Material supplied:

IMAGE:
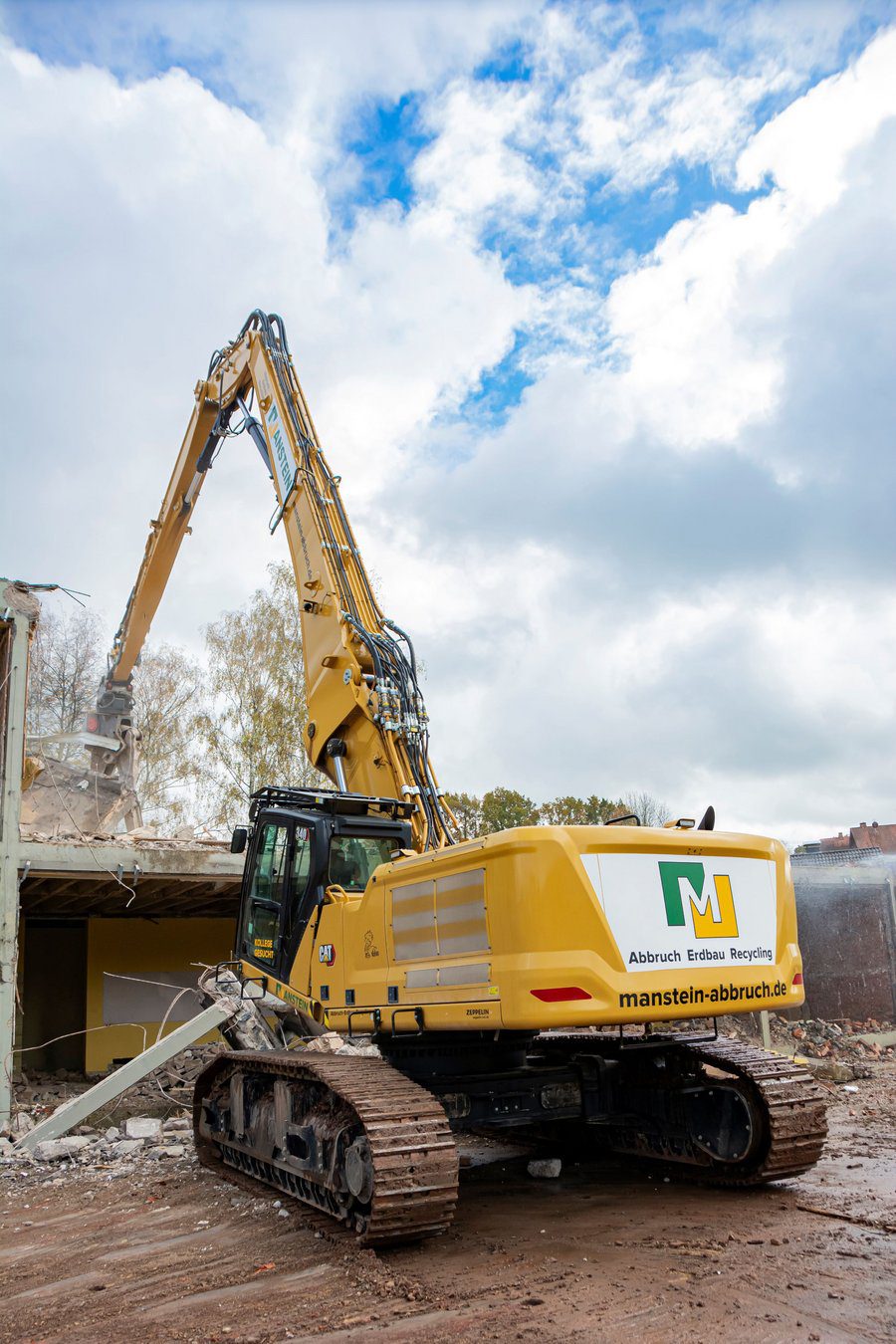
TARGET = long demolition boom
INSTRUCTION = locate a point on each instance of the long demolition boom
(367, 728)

* * *

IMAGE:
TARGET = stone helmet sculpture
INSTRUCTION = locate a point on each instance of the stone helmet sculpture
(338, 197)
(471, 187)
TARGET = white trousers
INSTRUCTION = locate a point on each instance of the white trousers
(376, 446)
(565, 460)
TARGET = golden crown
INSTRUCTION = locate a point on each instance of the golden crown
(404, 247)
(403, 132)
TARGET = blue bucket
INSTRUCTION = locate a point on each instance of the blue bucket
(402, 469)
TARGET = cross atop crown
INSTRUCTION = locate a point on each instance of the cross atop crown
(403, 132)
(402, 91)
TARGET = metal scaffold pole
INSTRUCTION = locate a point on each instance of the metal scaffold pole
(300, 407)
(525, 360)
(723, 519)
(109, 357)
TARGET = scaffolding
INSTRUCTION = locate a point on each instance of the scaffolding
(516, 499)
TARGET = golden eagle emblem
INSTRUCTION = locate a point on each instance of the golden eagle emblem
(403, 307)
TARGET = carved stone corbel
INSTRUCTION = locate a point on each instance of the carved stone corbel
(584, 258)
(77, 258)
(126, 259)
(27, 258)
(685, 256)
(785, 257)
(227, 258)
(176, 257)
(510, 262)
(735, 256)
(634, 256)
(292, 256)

Task: Identify each line in the records above that contains the string "point", with case taken into account, and copy every such line.

Full solution:
INSTRUCTION = locate a point on each instance of the long demolition boom
INSTRUCTION = locate a point on each instance of the stone helmet sculpture
INSTRUCTION = locate a point on each instance of the white trousers
INSTRUCTION = locate a point on each instance of the golden crown
INSTRUCTION = locate a point on each instance of the blue bucket
INSTRUCTION = locate a point on each instance of the cross atop crown
INSTRUCTION = locate a point on each instance of the metal scaffold pole
INSTRUCTION = locate a point on each instance of the scaffolding
INSTRUCTION = locate a point on each instance of the golden eagle emblem
INSTRUCTION = locate a point on each instance of the carved stone corbel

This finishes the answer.